Work item A
Copy out word for word the part of the Back to School Night essay starting with "What I Want" and going on through "everything fits together.".
Work item B
In the Back to School Night essay, what hangs above the desks in the classroom?
Work item C
Resume the Back to School Night essay, continuing on from its final sentence.

[[ Source passage, beginning ]]

What I Want You to Know About Back to School Night

I stand outside the door to your classroom, peeking around the other parents lined up ahead of me to sign in, as if this is a new ride at Disneyland. I am just excited to see where it is you’ve been spending your days after I drop you off, to get a sense of that ever-growing part of your life I don’t get to witness firsthand. Immediately I notice there are pictures hanging above the desks of faces you and your classmates have drawn. I start to search for one that resembles you but I can’t find it from this distance. I start taking in the arrangement of the desks, the layout of the room, the Disney decorations lining the walls. I am seeing how everything fits together.

And then it just hits me that your mom is missing.

Maybe it’s the multiple Dixie cups of Chardonnay from the reception that has made me vulnerable to this reopening of grief. Maybe it’s being back here, around other parents, remembering (without even knowing that I was remembering) the time not that long ago that your mom and I were sitting in this same courtyard, wondering whether to enroll you here. Or maybe it’s seeing many of the other parents arriving in pairs, holding hands or pointing out to one another objects in the classroom that their child has made. Maybe it’s simply the nostalgic feeling an adult has in an elementary school, any elementary school, calling to mind the days when life was simpler, more carefree. Supposed to be, anyway. Whatever it is, I am struck for the thousandth time with the awful reality of her absence from our lives.

I take another sip from the plastic cup and then it is my turn to sign in. I write your name and then put my own in the spot next to it. There is space for a second parent’s name that I leave blank.

[[ Source passage, end ]]
[[ Given entries, beginning ]]

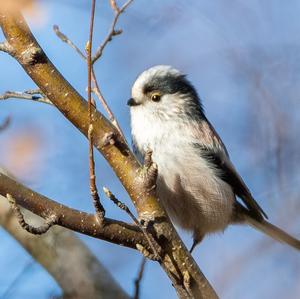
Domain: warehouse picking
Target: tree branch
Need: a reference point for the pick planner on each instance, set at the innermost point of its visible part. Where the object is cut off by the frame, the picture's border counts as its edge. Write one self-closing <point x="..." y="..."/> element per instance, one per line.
<point x="33" y="95"/>
<point x="176" y="260"/>
<point x="100" y="212"/>
<point x="112" y="31"/>
<point x="56" y="251"/>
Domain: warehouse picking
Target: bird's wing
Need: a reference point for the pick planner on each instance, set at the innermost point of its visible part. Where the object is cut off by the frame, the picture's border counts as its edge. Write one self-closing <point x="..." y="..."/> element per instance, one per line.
<point x="226" y="171"/>
<point x="214" y="151"/>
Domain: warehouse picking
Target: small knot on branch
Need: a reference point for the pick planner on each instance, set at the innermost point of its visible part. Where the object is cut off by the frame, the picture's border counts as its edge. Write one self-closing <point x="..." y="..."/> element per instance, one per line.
<point x="49" y="221"/>
<point x="33" y="55"/>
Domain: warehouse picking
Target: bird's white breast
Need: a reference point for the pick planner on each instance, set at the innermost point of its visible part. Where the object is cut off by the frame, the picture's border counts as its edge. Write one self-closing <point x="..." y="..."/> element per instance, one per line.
<point x="194" y="196"/>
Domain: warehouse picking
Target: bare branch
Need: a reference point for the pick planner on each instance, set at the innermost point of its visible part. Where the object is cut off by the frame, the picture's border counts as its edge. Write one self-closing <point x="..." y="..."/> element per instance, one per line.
<point x="65" y="39"/>
<point x="50" y="221"/>
<point x="6" y="47"/>
<point x="176" y="261"/>
<point x="56" y="251"/>
<point x="139" y="278"/>
<point x="72" y="219"/>
<point x="114" y="6"/>
<point x="100" y="212"/>
<point x="112" y="32"/>
<point x="96" y="88"/>
<point x="32" y="95"/>
<point x="5" y="124"/>
<point x="152" y="243"/>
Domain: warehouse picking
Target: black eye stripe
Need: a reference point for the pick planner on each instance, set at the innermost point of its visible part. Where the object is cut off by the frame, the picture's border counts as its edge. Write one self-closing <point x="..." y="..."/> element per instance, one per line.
<point x="169" y="85"/>
<point x="155" y="97"/>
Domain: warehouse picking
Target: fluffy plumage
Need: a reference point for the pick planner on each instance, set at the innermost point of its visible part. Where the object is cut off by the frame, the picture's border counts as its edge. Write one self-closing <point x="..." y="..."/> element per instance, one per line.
<point x="197" y="183"/>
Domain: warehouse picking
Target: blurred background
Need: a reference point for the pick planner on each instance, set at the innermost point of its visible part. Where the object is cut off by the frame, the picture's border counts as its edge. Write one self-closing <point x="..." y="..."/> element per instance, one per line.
<point x="244" y="59"/>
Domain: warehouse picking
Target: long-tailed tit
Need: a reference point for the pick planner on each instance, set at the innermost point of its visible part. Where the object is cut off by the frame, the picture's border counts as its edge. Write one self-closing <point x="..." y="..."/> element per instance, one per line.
<point x="197" y="183"/>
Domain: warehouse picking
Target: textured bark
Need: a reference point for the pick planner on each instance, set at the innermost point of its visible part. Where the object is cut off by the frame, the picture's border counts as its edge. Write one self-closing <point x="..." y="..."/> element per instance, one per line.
<point x="176" y="260"/>
<point x="65" y="257"/>
<point x="113" y="231"/>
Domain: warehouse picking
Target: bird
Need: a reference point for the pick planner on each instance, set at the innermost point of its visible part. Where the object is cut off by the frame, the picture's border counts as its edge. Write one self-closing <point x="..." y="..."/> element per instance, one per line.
<point x="197" y="183"/>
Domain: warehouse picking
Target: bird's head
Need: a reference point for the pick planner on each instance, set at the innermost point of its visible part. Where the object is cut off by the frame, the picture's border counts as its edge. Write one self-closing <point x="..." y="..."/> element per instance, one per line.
<point x="164" y="92"/>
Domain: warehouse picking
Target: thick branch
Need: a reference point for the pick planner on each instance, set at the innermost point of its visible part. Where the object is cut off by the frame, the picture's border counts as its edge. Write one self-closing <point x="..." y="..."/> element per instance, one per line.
<point x="61" y="253"/>
<point x="32" y="95"/>
<point x="73" y="219"/>
<point x="177" y="262"/>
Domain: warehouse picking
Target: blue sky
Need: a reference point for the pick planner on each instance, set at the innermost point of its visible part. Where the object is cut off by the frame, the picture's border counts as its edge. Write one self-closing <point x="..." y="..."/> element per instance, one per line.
<point x="243" y="58"/>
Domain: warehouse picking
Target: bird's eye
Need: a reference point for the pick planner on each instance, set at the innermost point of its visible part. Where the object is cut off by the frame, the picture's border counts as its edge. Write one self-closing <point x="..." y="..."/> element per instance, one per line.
<point x="155" y="97"/>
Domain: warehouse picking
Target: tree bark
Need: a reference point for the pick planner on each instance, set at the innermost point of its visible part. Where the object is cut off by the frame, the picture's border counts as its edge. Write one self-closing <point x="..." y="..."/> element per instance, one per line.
<point x="65" y="257"/>
<point x="177" y="262"/>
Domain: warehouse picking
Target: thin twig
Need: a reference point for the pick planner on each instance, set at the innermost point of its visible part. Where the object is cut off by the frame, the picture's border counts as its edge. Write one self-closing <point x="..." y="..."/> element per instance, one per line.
<point x="6" y="47"/>
<point x="5" y="124"/>
<point x="100" y="212"/>
<point x="49" y="222"/>
<point x="111" y="116"/>
<point x="96" y="88"/>
<point x="114" y="6"/>
<point x="66" y="40"/>
<point x="33" y="95"/>
<point x="152" y="243"/>
<point x="139" y="278"/>
<point x="112" y="31"/>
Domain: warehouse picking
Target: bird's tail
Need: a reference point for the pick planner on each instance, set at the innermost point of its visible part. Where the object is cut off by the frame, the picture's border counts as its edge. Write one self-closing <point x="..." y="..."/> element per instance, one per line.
<point x="272" y="231"/>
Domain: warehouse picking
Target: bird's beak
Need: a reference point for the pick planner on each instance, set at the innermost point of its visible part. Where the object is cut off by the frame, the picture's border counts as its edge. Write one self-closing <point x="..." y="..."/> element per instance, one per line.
<point x="132" y="102"/>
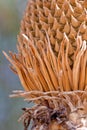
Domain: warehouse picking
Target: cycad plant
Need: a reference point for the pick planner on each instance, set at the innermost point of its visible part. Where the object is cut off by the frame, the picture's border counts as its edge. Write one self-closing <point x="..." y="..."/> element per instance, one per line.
<point x="52" y="64"/>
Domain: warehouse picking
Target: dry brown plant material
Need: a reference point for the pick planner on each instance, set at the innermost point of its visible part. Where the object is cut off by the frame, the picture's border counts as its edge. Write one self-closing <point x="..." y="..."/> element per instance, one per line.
<point x="52" y="63"/>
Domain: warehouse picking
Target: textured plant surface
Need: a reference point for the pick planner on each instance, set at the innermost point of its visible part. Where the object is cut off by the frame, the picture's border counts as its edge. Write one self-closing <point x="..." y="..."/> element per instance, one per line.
<point x="52" y="63"/>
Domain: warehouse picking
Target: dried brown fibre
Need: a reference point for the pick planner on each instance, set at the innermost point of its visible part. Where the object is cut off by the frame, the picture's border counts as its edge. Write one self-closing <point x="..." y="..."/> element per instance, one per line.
<point x="52" y="64"/>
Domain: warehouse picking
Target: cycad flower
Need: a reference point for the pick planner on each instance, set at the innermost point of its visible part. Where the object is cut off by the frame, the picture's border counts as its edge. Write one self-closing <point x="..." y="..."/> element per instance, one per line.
<point x="52" y="64"/>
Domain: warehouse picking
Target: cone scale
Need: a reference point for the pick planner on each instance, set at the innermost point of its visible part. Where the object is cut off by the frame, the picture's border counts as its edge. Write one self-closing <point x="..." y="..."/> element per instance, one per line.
<point x="52" y="64"/>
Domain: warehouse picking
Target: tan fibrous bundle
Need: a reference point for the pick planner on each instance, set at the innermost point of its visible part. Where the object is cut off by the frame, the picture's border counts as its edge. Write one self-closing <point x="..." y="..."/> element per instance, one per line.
<point x="55" y="110"/>
<point x="52" y="63"/>
<point x="52" y="50"/>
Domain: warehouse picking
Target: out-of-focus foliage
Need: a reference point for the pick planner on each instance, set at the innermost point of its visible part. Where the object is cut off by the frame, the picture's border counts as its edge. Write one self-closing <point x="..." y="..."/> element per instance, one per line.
<point x="11" y="12"/>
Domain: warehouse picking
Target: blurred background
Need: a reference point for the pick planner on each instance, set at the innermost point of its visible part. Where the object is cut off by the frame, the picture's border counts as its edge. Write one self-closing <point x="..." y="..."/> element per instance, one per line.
<point x="11" y="12"/>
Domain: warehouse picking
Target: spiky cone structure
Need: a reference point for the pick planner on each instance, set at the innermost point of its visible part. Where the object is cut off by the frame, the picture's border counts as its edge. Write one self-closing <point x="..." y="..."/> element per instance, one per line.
<point x="52" y="64"/>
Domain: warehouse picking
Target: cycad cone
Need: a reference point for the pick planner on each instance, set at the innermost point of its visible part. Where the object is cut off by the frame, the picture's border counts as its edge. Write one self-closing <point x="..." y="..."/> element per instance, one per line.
<point x="52" y="63"/>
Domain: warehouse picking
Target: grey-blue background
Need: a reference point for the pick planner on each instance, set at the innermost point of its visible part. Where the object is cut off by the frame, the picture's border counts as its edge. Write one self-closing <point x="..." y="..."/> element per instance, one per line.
<point x="11" y="12"/>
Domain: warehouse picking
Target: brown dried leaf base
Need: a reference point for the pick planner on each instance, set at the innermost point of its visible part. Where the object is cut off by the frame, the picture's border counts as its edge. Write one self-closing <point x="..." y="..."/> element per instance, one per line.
<point x="55" y="110"/>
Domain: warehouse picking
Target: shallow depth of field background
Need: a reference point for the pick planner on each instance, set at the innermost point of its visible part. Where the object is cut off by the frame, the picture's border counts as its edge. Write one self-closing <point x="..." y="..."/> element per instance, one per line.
<point x="11" y="12"/>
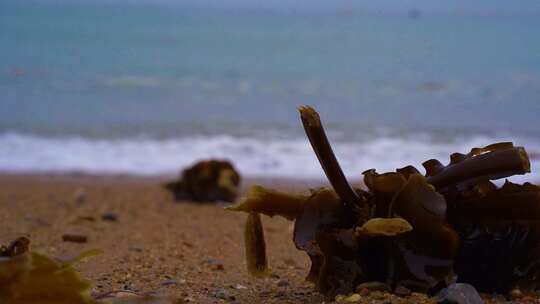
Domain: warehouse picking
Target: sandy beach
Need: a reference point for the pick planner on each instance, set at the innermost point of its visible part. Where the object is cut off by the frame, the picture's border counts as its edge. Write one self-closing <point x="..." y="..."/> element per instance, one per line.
<point x="189" y="251"/>
<point x="152" y="244"/>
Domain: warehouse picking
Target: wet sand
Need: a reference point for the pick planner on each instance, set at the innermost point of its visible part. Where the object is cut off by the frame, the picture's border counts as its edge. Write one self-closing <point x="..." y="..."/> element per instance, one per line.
<point x="184" y="250"/>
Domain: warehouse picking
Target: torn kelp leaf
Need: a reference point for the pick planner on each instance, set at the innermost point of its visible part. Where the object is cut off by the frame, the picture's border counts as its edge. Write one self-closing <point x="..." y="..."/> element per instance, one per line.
<point x="418" y="231"/>
<point x="32" y="277"/>
<point x="255" y="246"/>
<point x="270" y="202"/>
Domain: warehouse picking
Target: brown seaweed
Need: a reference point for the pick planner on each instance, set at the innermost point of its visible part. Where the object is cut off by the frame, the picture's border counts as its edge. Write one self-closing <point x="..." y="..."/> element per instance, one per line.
<point x="206" y="181"/>
<point x="418" y="231"/>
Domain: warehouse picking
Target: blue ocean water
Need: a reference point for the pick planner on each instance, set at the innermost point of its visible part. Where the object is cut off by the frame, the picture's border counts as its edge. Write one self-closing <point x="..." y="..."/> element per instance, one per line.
<point x="147" y="89"/>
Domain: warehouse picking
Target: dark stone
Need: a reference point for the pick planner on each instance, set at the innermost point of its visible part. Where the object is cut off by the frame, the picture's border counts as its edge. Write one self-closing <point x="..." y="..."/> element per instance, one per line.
<point x="459" y="293"/>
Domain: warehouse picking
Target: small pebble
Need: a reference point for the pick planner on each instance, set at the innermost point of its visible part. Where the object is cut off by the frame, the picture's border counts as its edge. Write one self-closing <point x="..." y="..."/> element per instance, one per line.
<point x="109" y="216"/>
<point x="238" y="286"/>
<point x="169" y="282"/>
<point x="135" y="248"/>
<point x="75" y="238"/>
<point x="352" y="298"/>
<point x="459" y="293"/>
<point x="79" y="196"/>
<point x="223" y="294"/>
<point x="215" y="264"/>
<point x="402" y="291"/>
<point x="373" y="286"/>
<point x="283" y="283"/>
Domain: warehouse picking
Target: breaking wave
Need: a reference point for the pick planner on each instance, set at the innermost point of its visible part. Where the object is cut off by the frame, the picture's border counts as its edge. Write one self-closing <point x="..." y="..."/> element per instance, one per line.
<point x="254" y="157"/>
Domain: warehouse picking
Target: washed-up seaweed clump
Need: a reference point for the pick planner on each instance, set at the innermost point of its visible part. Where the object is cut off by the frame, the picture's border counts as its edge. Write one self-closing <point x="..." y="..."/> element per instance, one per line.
<point x="408" y="229"/>
<point x="28" y="277"/>
<point x="206" y="181"/>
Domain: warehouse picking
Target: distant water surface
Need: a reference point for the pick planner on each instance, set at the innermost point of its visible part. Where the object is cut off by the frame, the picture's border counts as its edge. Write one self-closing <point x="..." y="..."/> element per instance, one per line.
<point x="149" y="89"/>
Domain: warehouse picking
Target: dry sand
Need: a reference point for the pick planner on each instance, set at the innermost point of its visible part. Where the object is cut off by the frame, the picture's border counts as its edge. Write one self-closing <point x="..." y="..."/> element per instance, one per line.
<point x="156" y="245"/>
<point x="185" y="250"/>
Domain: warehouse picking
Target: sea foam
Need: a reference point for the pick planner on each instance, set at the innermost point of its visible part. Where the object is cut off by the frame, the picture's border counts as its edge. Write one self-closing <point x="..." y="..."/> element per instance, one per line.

[[ Given entries, end ]]

Expected output A
What I Want You to Know About Back to School Night

I stand outside the door to your classroom, peeking around the other parents lined up ahead of me to sign in, as if this is a new ride at Disneyland. I am just excited to see where it is you’ve been spending your days after I drop you off, to get a sense of that ever-growing part of your life I don’t get to witness firsthand. Immediately I notice there are pictures hanging above the desks of faces you and your classmates have drawn. I start to search for one that resembles you but I can’t find it from this distance. I start taking in the arrangement of the desks, the layout of the room, the Disney decorations lining the walls. I am seeing how everything fits together.

Expected output B
Pictures of faces drawn by the child and the classmates.

Expected output C
I step into the room and begin searching for the desk bearing your name and the projects you have made among the decorations on the walls. I find your desk and stand there, uncertain, wishing your mom was here so I could tell someone, “I found it!”


There’s a line from one of my favorite books, John Irving’s A Prayer for Owen Meany, that has been kicking around in my brain since your mom died. The narrator, who, like you, lost his mother tragically at a young age, describes loss in this way:

“When someone you love dies, and you’re not expecting it, you don’t lose her all at once; you lose her in pieces over a long time—the way the mail stops coming, and her scent fades from the pillows and even from the clothes in her closet and drawers. Gradually, you accumulate the parts of her that are gone. Just when the day comes—when there’s a particular missing part that overwhelms you with the feeling that she’s gone, forever—there comes another day, and another specifically missing part.”

That quote comes to mind anytime I feel the weight of losing your mom hit me again like a sucker punch to the gut. Whenever I notice “a missing part” it feels like I am back to the day she died, like I am taking all of the loss on again for the first time. I think another way of getting at what John Irving was saying—or maybe it’s a slightly different truth about grief—is that when you lost some you love, you lose her completely, again and again.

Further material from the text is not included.